**OBJECTIVE:**
Please copy the rows below word for word, leaving out the pictures.

(Collected data entries)
(begin)

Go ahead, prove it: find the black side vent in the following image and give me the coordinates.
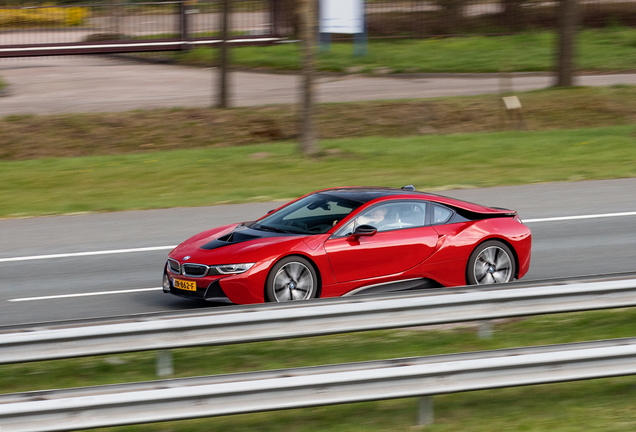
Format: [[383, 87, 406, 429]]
[[217, 232, 234, 243]]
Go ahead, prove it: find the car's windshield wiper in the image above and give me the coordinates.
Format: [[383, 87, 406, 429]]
[[252, 225, 297, 234]]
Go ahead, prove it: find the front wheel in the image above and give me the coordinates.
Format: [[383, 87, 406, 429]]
[[466, 240, 515, 285], [265, 256, 318, 303]]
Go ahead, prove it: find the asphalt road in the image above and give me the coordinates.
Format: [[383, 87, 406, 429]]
[[0, 179, 636, 325], [0, 56, 636, 116]]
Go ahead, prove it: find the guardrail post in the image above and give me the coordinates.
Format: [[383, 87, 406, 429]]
[[477, 320, 492, 339], [156, 350, 174, 377], [417, 396, 433, 426], [178, 0, 190, 50]]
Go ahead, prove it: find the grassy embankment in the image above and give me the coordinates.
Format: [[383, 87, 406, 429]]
[[0, 86, 636, 217]]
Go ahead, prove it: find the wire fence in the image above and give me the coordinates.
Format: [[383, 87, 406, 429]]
[[0, 0, 636, 54], [0, 0, 273, 46]]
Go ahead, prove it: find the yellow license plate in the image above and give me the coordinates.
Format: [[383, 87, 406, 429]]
[[174, 279, 197, 291]]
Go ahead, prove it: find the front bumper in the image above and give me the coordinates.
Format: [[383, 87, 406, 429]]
[[163, 270, 232, 303]]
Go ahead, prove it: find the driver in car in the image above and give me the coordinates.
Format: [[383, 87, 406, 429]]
[[356, 206, 389, 228]]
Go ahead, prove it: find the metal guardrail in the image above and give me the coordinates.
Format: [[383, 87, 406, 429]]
[[0, 338, 636, 432], [0, 279, 636, 364]]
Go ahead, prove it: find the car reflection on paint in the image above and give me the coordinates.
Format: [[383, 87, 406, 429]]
[[163, 186, 531, 304]]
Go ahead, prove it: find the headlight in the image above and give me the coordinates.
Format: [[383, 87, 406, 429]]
[[208, 263, 256, 275]]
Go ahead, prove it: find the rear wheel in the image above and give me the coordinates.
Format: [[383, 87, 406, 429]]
[[265, 256, 318, 302], [466, 240, 515, 285]]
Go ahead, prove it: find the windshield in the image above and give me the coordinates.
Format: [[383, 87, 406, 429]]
[[252, 193, 362, 234]]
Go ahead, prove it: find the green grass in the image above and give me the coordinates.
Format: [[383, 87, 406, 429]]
[[162, 27, 636, 73], [0, 126, 636, 217], [0, 308, 636, 432]]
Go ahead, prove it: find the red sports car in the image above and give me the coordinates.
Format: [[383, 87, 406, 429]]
[[163, 185, 531, 304]]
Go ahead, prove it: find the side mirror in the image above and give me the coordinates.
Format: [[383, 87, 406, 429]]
[[347, 225, 378, 241]]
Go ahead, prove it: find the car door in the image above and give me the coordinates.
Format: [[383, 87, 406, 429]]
[[325, 201, 439, 283]]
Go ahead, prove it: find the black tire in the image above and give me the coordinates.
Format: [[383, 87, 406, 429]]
[[265, 256, 318, 303], [466, 240, 516, 285]]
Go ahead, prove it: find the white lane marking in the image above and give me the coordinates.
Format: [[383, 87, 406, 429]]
[[522, 212, 636, 223], [0, 245, 177, 263], [7, 287, 163, 302], [0, 212, 636, 263]]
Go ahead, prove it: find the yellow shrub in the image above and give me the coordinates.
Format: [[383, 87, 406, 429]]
[[0, 7, 89, 28]]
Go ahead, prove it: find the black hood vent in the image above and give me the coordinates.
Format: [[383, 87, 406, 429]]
[[201, 226, 289, 250]]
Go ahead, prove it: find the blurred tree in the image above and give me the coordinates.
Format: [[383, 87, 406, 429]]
[[299, 0, 319, 155], [556, 0, 578, 87]]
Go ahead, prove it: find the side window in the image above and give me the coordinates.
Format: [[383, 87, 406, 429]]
[[431, 206, 453, 225], [337, 201, 426, 236]]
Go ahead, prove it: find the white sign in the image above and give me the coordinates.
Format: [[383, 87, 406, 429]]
[[503, 96, 521, 109], [320, 0, 364, 34]]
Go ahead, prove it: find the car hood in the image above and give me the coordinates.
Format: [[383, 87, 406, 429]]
[[170, 223, 309, 265]]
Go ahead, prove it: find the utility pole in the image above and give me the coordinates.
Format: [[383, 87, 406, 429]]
[[217, 0, 231, 108], [299, 0, 318, 155], [556, 0, 578, 87]]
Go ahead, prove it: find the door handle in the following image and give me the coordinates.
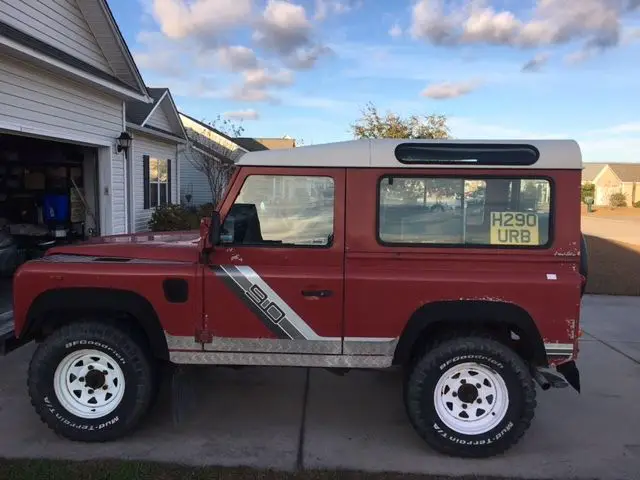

(end)

**SOLUTION FOR THIS TASK:**
Go ahead, prove it: find the black side vent in the following image and give me the coordinates.
Format: [[383, 87, 406, 429]]
[[217, 232, 234, 243]]
Go ahead, prove it: find the car's windshield wiper in the image above and give me the coordinates.
Format: [[383, 87, 406, 429]]
[[252, 225, 297, 234]]
Go ahead, prove it: find the front wheel in the image above and give me the coordinates.
Format: [[383, 87, 406, 429]]
[[466, 240, 515, 285], [265, 256, 318, 303]]
Go ahead, prove it: find the asphalt road in the image above and give me the coordinates.
Format: [[383, 87, 406, 429]]
[[0, 179, 636, 325], [0, 56, 636, 116]]
Go ahead, prove it: find the guardrail post in the image above and give me the coordinates.
Format: [[383, 87, 406, 429]]
[[477, 320, 492, 339], [156, 350, 174, 377], [417, 396, 433, 426], [178, 0, 190, 50]]
Go ahead, prove it: find the grassy embankment in the image above and give me the coordinates.
Format: [[383, 87, 406, 429]]
[[0, 86, 636, 217]]
Go ahead, prove it: find the wire fence in the image above and give me the coordinates.
Format: [[383, 87, 406, 429]]
[[0, 0, 636, 54], [0, 0, 273, 46]]
Go ahead, prove it: find the yellow license plate in the image above and give me the coordinates.
Format: [[383, 87, 406, 429]]
[[174, 279, 197, 291]]
Go ahead, prove it: find the front bumper in the image above and give me the coordinates.
Format: [[383, 87, 406, 429]]
[[163, 270, 232, 303]]
Go ahead, prove it: find the driver in car in the image above and give me the coordinates.
Format: [[383, 87, 406, 429]]
[[356, 206, 389, 228]]
Go ahead, prove it: find the metal guardrail in the image above and give me the coordinates.
Format: [[383, 87, 406, 429]]
[[0, 338, 636, 432], [0, 279, 636, 364]]
Go ahead, prove it: find the car reflection on paint in the image above and give me the coordinates.
Format: [[383, 87, 406, 429]]
[[163, 186, 531, 304]]
Go ahead, prove it: find the headlight in the image above and give me the coordinates.
Format: [[383, 87, 406, 429]]
[[208, 263, 256, 275]]
Go ahead, prove it: find the rear wheel in the image above and give me the coordinates.
Format: [[383, 87, 406, 429]]
[[265, 256, 318, 302], [466, 240, 515, 285]]
Go ahead, prove it: find the windshield in the image above and give me the coordinates.
Format: [[383, 87, 406, 429]]
[[252, 193, 362, 234]]
Go ahead, prove it: find the green grass in the image above and give me the coordinates.
Format: [[383, 87, 406, 429]]
[[162, 27, 636, 73], [0, 126, 636, 217], [0, 308, 636, 432]]
Go ahead, prove it: find the red sports car in the image above and give me the coordinates.
Format: [[383, 87, 406, 429]]
[[163, 185, 531, 304]]
Go ahead, prove it: find the side mirror in the image above and give me the coordinates.
Format: [[383, 87, 406, 429]]
[[347, 225, 378, 241]]
Go ahead, prove it: find the car door in the image above and give me the coordinates.
Format: [[383, 87, 406, 429]]
[[325, 201, 439, 283]]
Go ahead, prove it: find the black tire in the image above and give me the coordinates.
Format: [[383, 87, 406, 429]]
[[265, 256, 318, 303], [466, 240, 516, 285]]
Go ahead, prove it: find the white lane marking in the image above and give me the coordinates.
Format: [[383, 87, 406, 429]]
[[522, 212, 636, 223], [0, 245, 177, 263], [7, 287, 163, 302], [0, 212, 636, 263]]
Go ahead, prove it: find the yellow shrub in the image above and give me the coordinates.
Format: [[383, 87, 406, 429]]
[[0, 7, 89, 28]]
Go ahead, prove it: find the black hood vent in the image above and give me the coordinates.
Format: [[383, 87, 406, 429]]
[[201, 226, 289, 250]]
Go ahead, prove it: find the blurred tree in the image above and give me the coordinates.
Format: [[383, 87, 406, 429]]
[[299, 0, 319, 155], [556, 0, 578, 87]]
Go ahead, prove it: find the side window in the image above and give me the coordinates.
Format: [[383, 87, 406, 429]]
[[431, 206, 453, 225], [337, 201, 426, 236]]
Go ahead, prove it: find the white sign in the image above and give me the coordinates.
Format: [[383, 87, 406, 429]]
[[503, 96, 521, 109], [320, 0, 364, 34]]
Go ahead, prove it: find the car hood in the image above and give me the coordinates.
Format: [[383, 87, 406, 429]]
[[170, 223, 309, 265]]
Go ahead, prove it: find the utility pole in the image above and give me the coordinates.
Format: [[383, 87, 406, 429]]
[[217, 0, 231, 108], [299, 0, 318, 155], [556, 0, 578, 87]]
Go ahead, prove it: find the door handle in the following image and give me the coordinates.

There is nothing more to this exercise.